Was will die britische Regierung laut dem Text über Munition aus abgereichertem Uran der Ukraine zusätzlich zu den Kampfpanzern vom Typ Challenger 2 liefern?

═══ Auszug zum Lesen

Depleted uranium bezeichnet panzerbrechende Munition, deren Projektile abgereichertes Uran enthalten. Wie real und unmittelbar die Gefahr durch den angekündigten Einsatz von derartiger Munition ist, darüber konnte ich als Vorstandvorsitzende des internationalen Kinderhilfswerks Ourchild e. V. Bad Sulza in nachfolgendem Redebeitrag auf der diesjährigen Ostermarsch-Veranstaltung in Weimar berichten.
Einer Meldung des ZDF vom 21. März 2023 zufolge hat die britische Regierung mitgeteilt, dass sie zusätzlich zu den bereits versprochenen Kampfpanzern vom Typ Challenger 2 der Ukraine künftig auch Munition liefern werde. Dazu gehöre auch panzerbrechende Munition aus abgereichertem Uran. Solche Geschosse seien sehr effektiv, um moderne Panzer und gepanzerte Fahrzeuge zu bezwingen.

══════
═══ Übungsdaten

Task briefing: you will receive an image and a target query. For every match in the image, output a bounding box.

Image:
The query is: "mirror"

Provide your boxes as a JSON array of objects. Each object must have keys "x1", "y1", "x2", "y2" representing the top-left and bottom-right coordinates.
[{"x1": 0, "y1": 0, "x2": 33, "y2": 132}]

══════

Ergebnis der Aufgabe
Sie will künftig auch Munition liefern, darunter panzerbrechende Munition aus abgereichertem Uran.